§ Exercise details
Count the lines in the material below that contain the string "debris". Reply with the number alone.

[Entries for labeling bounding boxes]
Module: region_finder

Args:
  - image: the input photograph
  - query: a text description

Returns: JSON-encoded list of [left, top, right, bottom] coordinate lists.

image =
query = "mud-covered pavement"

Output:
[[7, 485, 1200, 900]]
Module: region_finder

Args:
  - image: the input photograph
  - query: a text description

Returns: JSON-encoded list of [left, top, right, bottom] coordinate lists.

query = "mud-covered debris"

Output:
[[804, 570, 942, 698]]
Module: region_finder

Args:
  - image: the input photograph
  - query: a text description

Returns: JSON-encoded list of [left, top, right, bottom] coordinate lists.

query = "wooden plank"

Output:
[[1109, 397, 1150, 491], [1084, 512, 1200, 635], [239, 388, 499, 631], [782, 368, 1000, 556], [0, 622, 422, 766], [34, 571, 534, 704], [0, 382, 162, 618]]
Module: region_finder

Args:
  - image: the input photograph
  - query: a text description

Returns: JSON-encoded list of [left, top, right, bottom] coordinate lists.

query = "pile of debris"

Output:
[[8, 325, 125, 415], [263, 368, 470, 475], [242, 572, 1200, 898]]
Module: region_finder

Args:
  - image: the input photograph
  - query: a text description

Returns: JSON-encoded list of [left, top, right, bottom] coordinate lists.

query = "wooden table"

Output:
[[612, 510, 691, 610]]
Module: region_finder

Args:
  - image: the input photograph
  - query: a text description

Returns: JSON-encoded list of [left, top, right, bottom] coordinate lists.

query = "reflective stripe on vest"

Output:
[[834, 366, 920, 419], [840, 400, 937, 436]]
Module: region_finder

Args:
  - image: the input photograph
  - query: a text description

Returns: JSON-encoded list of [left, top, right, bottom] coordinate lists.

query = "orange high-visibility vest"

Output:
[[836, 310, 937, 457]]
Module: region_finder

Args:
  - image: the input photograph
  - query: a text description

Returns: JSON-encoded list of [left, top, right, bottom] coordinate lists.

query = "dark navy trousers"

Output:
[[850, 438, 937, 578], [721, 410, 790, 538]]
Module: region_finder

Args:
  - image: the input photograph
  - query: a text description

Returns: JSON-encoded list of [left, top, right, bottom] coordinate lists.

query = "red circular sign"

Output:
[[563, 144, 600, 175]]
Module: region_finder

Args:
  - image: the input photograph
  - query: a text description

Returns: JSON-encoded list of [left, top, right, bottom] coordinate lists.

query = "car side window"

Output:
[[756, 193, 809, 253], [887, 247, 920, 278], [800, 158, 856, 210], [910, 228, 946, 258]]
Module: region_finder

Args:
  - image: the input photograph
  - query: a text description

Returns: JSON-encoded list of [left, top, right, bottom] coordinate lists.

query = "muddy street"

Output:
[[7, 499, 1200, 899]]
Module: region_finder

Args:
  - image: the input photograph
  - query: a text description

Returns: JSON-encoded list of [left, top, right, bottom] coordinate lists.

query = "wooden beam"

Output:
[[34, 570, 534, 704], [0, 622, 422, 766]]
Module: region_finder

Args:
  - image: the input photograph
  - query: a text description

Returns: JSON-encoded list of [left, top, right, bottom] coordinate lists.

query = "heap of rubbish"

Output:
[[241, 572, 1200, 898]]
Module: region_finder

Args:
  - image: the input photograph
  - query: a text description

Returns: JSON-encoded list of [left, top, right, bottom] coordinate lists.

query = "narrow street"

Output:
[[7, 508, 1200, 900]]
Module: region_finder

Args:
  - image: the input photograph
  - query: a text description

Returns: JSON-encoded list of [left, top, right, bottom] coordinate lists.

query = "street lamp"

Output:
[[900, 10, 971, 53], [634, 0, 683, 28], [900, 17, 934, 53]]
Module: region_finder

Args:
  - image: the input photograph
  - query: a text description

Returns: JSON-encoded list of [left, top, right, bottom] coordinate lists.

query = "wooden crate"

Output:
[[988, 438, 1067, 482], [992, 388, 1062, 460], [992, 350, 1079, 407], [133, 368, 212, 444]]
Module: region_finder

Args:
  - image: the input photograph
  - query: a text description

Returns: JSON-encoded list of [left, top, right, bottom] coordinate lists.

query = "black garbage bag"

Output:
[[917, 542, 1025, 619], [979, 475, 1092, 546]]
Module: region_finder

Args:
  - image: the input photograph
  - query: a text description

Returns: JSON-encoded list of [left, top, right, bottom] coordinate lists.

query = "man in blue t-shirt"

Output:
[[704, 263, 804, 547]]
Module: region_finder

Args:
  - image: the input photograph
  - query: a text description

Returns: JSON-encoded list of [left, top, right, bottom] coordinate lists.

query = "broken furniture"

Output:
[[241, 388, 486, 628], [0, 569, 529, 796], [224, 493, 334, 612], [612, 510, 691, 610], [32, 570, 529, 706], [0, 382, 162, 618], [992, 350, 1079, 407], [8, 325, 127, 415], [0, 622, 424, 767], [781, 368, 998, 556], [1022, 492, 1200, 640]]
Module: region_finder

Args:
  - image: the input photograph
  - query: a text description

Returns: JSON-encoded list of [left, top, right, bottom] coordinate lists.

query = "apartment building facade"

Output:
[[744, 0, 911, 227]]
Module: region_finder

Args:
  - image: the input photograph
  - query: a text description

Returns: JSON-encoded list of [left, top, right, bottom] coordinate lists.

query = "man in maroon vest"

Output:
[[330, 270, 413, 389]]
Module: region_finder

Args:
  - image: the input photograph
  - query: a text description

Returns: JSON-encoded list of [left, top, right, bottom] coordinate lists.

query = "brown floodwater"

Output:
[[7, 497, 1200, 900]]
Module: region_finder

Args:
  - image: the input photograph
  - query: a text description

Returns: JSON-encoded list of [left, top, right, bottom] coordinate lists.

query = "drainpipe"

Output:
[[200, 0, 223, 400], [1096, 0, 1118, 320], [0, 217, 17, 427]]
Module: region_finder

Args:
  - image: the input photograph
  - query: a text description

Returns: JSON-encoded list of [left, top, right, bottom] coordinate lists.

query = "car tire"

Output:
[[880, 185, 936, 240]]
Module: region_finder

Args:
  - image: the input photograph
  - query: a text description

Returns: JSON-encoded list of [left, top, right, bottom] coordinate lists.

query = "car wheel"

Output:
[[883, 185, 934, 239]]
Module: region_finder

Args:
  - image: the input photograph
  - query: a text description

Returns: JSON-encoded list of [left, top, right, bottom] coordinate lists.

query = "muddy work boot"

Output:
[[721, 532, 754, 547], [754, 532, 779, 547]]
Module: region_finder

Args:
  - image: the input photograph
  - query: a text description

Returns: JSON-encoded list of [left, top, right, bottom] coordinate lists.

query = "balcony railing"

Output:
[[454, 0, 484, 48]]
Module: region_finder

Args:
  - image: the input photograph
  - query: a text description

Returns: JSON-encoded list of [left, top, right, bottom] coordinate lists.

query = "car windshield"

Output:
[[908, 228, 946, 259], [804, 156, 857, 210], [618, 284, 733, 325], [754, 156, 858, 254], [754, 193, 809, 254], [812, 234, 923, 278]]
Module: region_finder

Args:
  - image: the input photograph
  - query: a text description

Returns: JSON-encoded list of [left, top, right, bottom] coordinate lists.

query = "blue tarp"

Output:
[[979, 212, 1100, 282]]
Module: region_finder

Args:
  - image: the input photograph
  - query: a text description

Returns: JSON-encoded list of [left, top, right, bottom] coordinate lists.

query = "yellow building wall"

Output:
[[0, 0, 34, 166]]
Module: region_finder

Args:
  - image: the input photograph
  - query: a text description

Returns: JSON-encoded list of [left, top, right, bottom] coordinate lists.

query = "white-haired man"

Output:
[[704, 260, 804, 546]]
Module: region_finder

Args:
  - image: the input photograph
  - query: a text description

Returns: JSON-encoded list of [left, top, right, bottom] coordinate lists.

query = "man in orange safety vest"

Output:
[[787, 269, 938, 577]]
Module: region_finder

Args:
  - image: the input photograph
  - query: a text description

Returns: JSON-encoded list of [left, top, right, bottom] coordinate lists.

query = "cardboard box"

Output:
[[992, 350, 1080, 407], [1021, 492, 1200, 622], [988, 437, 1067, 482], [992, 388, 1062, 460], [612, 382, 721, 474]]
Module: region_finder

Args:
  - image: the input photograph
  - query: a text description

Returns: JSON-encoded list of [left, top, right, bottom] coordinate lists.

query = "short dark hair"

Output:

§ Solution
2